[DATA]:
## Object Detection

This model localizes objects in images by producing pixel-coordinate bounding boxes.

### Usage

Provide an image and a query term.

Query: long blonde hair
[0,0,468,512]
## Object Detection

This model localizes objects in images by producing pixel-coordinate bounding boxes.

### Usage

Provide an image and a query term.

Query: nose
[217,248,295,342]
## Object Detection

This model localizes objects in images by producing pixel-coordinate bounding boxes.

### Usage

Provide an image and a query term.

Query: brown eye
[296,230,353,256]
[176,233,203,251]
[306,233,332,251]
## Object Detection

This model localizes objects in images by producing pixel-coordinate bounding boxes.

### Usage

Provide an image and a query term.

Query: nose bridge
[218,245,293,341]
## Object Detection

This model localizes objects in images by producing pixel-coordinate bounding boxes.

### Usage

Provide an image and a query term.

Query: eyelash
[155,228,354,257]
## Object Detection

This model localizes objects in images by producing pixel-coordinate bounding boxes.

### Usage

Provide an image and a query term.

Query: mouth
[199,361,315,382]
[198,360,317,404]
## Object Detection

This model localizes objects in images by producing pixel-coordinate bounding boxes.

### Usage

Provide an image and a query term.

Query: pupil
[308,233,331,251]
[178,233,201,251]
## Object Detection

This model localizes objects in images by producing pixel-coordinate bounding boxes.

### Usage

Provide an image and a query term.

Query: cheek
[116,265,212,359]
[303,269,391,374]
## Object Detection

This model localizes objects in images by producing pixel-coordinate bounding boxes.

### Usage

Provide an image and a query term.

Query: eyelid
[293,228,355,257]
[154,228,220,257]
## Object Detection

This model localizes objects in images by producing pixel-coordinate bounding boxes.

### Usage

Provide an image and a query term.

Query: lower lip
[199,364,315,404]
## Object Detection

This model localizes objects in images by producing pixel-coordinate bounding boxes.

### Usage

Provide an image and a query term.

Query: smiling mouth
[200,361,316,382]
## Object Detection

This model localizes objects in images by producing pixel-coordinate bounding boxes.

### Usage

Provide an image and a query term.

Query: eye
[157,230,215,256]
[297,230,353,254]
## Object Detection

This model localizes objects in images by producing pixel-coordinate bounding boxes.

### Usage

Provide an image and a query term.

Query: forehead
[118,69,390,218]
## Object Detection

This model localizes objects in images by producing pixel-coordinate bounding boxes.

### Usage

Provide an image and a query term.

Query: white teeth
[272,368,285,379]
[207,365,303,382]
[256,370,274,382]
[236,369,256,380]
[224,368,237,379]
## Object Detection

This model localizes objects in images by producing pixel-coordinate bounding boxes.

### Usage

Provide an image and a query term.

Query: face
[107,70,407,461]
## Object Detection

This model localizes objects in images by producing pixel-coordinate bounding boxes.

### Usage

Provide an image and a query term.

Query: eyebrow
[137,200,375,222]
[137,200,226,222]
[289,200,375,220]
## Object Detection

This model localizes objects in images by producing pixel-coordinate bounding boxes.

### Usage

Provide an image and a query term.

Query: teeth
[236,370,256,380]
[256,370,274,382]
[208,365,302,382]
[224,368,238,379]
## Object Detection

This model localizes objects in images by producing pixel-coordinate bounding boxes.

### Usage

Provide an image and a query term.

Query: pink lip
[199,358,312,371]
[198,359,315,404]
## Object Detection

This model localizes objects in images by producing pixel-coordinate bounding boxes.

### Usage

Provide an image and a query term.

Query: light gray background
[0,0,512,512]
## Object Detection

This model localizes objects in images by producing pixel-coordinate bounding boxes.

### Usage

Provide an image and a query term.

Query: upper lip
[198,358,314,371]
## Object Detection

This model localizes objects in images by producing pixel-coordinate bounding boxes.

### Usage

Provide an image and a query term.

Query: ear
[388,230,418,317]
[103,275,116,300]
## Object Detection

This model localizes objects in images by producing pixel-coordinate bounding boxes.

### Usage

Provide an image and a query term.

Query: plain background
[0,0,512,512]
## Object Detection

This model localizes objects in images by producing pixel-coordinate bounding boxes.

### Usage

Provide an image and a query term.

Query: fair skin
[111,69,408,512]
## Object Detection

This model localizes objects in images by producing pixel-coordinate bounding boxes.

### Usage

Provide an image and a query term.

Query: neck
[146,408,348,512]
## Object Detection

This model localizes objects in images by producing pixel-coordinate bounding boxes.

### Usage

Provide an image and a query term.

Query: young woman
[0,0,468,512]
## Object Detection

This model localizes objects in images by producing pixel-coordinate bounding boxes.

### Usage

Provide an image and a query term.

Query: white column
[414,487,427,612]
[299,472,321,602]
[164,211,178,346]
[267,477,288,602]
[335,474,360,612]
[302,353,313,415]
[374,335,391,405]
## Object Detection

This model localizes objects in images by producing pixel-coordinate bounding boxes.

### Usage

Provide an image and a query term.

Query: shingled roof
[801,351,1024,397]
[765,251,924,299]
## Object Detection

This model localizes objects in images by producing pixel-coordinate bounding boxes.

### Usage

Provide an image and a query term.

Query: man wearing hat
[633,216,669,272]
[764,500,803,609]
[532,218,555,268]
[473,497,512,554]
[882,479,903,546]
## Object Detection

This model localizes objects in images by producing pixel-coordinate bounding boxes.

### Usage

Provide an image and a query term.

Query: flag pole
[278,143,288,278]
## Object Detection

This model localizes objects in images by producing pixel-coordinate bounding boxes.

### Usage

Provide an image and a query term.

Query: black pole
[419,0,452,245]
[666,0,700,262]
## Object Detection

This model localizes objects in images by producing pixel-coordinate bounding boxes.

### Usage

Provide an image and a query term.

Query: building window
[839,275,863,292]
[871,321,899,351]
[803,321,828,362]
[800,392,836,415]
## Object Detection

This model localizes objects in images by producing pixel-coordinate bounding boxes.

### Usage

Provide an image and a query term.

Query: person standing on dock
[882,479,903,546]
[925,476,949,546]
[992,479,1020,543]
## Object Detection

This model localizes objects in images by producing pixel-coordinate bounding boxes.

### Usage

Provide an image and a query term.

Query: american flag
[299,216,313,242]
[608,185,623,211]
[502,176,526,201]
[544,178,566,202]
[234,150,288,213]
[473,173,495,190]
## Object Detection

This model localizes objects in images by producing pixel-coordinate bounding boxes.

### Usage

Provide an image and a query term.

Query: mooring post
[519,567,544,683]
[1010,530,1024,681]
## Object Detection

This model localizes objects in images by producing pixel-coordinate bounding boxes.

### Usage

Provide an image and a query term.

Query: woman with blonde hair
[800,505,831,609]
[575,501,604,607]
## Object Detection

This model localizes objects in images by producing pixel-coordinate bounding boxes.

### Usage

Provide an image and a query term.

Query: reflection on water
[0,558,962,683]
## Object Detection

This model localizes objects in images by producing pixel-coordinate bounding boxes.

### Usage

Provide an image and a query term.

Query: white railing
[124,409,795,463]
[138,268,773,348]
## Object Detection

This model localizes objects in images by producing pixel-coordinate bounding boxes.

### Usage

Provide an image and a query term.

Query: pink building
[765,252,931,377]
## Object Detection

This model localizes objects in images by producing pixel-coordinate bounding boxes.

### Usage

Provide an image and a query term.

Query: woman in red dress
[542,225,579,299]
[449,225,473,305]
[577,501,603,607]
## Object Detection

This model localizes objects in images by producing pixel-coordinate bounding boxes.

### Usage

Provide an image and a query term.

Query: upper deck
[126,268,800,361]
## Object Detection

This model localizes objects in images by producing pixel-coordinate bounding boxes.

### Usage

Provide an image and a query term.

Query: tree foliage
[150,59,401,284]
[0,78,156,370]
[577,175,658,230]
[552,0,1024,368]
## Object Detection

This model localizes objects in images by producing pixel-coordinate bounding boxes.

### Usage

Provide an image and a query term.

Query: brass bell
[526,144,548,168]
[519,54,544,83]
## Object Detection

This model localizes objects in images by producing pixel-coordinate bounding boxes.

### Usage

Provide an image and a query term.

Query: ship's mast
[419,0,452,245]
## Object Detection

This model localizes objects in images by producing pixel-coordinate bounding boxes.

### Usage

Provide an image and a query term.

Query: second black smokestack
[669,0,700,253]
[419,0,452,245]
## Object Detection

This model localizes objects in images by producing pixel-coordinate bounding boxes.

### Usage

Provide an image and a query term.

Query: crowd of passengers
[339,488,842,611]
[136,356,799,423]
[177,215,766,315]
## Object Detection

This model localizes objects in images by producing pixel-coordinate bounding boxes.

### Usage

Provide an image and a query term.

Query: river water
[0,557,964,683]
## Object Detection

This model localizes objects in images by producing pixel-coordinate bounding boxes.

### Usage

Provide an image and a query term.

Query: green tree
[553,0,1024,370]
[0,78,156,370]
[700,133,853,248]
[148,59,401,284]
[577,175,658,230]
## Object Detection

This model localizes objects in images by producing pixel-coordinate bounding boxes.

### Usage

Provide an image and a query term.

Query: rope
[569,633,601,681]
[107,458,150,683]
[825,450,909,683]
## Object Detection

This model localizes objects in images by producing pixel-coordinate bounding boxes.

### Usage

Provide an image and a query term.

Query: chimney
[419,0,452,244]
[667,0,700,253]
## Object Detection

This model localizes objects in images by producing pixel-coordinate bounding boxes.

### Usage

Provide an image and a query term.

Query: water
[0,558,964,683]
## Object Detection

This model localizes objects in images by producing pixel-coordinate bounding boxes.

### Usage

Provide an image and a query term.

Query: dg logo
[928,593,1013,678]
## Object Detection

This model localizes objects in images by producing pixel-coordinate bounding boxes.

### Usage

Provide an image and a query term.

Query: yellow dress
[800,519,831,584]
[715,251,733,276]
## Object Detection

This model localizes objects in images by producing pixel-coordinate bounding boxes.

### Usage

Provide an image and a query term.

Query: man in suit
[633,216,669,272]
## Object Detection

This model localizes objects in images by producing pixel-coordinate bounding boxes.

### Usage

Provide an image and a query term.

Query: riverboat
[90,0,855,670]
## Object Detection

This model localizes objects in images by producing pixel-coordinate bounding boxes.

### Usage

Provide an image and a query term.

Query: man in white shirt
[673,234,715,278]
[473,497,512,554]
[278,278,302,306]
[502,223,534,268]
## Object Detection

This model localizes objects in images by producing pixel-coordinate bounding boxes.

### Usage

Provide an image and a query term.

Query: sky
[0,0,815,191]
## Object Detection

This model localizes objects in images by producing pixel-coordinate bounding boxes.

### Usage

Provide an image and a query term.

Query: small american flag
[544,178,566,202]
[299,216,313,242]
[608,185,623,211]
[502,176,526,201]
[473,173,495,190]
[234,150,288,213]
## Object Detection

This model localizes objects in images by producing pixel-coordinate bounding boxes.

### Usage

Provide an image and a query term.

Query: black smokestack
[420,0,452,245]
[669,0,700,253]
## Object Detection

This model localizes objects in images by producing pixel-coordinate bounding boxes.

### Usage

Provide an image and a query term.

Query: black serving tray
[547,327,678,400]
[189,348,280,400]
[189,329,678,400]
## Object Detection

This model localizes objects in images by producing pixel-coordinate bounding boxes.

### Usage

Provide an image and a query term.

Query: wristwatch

[WHAT TO WORK ON]:
Rewrite the rows from the first line up to and including the line with "[217,248,295,342]", replacing "localizes" with "locates" and leaving all else as is. Output only those lines.

[SOLUTION TO THIS TASK]:
## Object Detection

This model locates objects in images by producing pixel-coordinate bounding boxes.

### Usage

Provide an image and a query term.

Query: long blonde hair
[0,0,468,512]
## Object Detection

This model locates objects in images by producing pixel-coordinate bounding boxes.

### Usage

Provide an image and a query term.

Query: nose
[217,248,295,342]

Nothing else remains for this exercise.